How to complete this task: Pick out the lines below that contain the string "every" and copy them all.

Data shown: Begin

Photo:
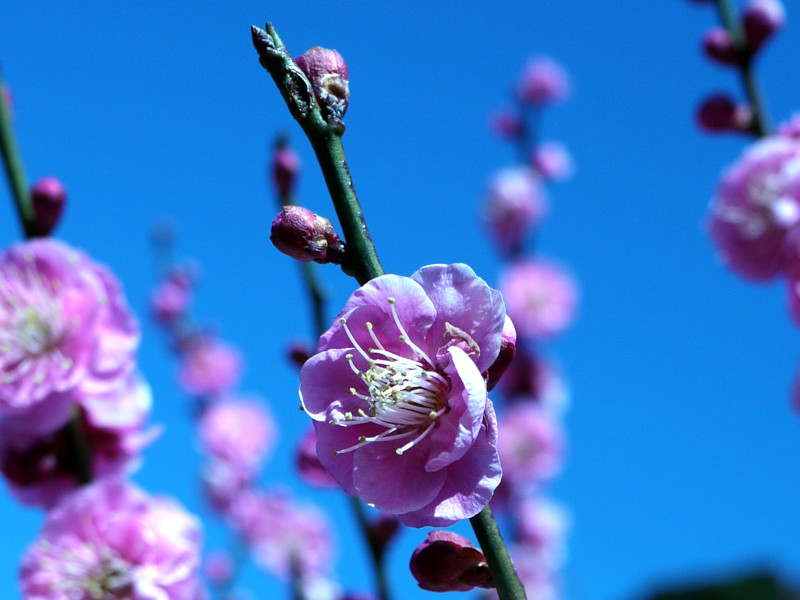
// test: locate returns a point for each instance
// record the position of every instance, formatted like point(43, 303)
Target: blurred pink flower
point(110, 540)
point(35, 456)
point(552, 161)
point(448, 562)
point(529, 443)
point(63, 323)
point(515, 204)
point(281, 530)
point(757, 204)
point(540, 298)
point(171, 298)
point(543, 81)
point(239, 431)
point(208, 367)
point(398, 398)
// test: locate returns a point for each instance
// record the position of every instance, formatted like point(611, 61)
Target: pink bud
point(285, 167)
point(447, 562)
point(761, 19)
point(47, 197)
point(508, 348)
point(552, 161)
point(305, 236)
point(327, 72)
point(506, 125)
point(718, 114)
point(717, 46)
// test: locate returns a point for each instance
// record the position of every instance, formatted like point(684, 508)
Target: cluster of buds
point(327, 72)
point(759, 21)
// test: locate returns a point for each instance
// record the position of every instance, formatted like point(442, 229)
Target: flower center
point(87, 571)
point(31, 324)
point(405, 396)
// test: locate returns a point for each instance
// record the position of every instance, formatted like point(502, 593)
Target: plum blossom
point(757, 204)
point(530, 446)
point(543, 81)
point(515, 204)
point(281, 531)
point(63, 323)
point(111, 540)
point(398, 398)
point(540, 298)
point(35, 456)
point(209, 367)
point(308, 466)
point(239, 431)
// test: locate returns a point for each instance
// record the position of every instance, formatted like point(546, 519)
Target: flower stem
point(15, 171)
point(376, 552)
point(494, 549)
point(361, 260)
point(732, 23)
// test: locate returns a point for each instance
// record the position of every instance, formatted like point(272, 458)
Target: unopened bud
point(47, 198)
point(327, 72)
point(718, 114)
point(762, 18)
point(717, 46)
point(508, 348)
point(285, 167)
point(447, 562)
point(306, 236)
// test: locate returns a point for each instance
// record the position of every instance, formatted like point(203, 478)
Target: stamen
point(403, 335)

Data shown: End

Solution to this exercise:
// record the position of every instance, formatted like point(43, 303)
// record the position of every instance, formatted like point(611, 61)
// record the position of every instance, formatted like point(684, 508)
// record the position of every instance, formatted like point(442, 229)
// record the position of every instance, formatted like point(502, 593)
// record the position of every instance, formatted like point(546, 519)
// record the position of every instance, formatted like point(272, 458)
// record the position of every instance, formatted like point(203, 478)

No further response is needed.